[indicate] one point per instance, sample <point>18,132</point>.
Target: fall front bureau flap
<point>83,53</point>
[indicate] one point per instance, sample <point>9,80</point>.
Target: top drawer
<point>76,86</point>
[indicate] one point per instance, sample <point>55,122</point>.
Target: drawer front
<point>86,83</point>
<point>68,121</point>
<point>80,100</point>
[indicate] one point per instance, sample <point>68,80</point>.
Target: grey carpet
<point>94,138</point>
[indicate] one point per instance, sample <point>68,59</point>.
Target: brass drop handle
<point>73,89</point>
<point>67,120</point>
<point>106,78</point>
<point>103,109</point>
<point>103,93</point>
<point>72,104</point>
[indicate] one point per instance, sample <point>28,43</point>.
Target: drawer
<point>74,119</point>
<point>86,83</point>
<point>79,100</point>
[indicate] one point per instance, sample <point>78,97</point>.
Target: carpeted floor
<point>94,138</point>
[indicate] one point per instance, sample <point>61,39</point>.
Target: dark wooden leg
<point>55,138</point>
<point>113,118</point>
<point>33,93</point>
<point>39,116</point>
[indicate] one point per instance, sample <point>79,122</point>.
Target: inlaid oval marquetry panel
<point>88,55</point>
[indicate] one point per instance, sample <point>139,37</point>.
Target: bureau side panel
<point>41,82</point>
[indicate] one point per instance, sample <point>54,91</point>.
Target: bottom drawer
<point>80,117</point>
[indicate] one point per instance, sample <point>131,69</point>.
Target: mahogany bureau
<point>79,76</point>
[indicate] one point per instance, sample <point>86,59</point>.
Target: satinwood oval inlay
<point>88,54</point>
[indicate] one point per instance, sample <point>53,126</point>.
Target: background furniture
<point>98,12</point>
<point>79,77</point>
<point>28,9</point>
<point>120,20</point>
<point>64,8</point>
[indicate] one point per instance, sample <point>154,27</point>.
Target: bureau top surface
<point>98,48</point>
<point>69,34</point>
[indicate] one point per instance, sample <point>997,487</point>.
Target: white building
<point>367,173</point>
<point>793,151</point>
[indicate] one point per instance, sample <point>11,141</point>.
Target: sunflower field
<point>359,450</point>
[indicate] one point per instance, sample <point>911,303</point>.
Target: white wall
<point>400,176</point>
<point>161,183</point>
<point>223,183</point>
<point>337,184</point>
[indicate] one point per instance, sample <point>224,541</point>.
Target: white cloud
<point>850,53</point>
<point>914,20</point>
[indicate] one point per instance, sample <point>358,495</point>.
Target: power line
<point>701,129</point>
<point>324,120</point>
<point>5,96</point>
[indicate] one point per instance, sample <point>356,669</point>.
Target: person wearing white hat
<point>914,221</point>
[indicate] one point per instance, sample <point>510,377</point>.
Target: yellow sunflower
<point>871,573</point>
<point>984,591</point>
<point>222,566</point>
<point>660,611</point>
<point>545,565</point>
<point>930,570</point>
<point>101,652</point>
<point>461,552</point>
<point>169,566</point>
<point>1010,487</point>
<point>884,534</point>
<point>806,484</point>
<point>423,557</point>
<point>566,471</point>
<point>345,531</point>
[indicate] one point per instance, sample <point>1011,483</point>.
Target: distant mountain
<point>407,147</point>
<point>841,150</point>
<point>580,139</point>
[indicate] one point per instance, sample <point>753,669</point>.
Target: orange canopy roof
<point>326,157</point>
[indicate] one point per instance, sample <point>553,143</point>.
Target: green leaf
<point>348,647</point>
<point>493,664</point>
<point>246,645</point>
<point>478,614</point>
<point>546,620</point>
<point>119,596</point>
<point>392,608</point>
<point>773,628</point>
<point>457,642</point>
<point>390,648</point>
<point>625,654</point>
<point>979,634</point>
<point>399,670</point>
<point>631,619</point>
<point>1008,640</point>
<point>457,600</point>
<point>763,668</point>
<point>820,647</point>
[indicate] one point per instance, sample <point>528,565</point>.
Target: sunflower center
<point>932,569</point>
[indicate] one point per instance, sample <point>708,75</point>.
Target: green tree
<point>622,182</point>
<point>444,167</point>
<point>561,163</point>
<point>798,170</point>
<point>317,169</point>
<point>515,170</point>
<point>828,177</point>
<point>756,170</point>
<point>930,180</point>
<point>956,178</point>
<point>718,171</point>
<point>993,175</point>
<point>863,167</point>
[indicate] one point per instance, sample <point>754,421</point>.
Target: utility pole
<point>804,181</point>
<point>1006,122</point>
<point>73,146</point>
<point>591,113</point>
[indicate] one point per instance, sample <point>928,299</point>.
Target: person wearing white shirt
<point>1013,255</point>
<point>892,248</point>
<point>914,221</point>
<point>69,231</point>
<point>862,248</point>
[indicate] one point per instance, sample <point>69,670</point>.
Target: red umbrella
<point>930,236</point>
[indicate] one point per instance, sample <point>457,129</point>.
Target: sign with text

**Goal of the exercise**
Once the line with "Target: sunflower center" is found, transcribe it and each line after it through the final line of the entries, exactly and only.

**Output of the exercise**
Target: sunflower center
<point>932,569</point>
[indicate] one point per instance, sample <point>708,75</point>.
Target: green tree
<point>622,182</point>
<point>444,167</point>
<point>561,163</point>
<point>798,170</point>
<point>317,169</point>
<point>515,170</point>
<point>828,177</point>
<point>756,170</point>
<point>930,180</point>
<point>956,178</point>
<point>718,171</point>
<point>993,175</point>
<point>863,167</point>
[indicate] one point per instance, sample <point>754,421</point>.
Target: utility pole
<point>804,181</point>
<point>1006,122</point>
<point>73,146</point>
<point>591,113</point>
[indicate] one point per instance, sample <point>928,299</point>.
Target: person wearing white shirt
<point>1013,255</point>
<point>892,248</point>
<point>914,221</point>
<point>69,231</point>
<point>862,248</point>
[indicate] one point per instance, sample <point>69,670</point>.
Target: red umbrella
<point>930,236</point>
[indicate] one point per instance, sample <point>457,129</point>.
Target: sign with text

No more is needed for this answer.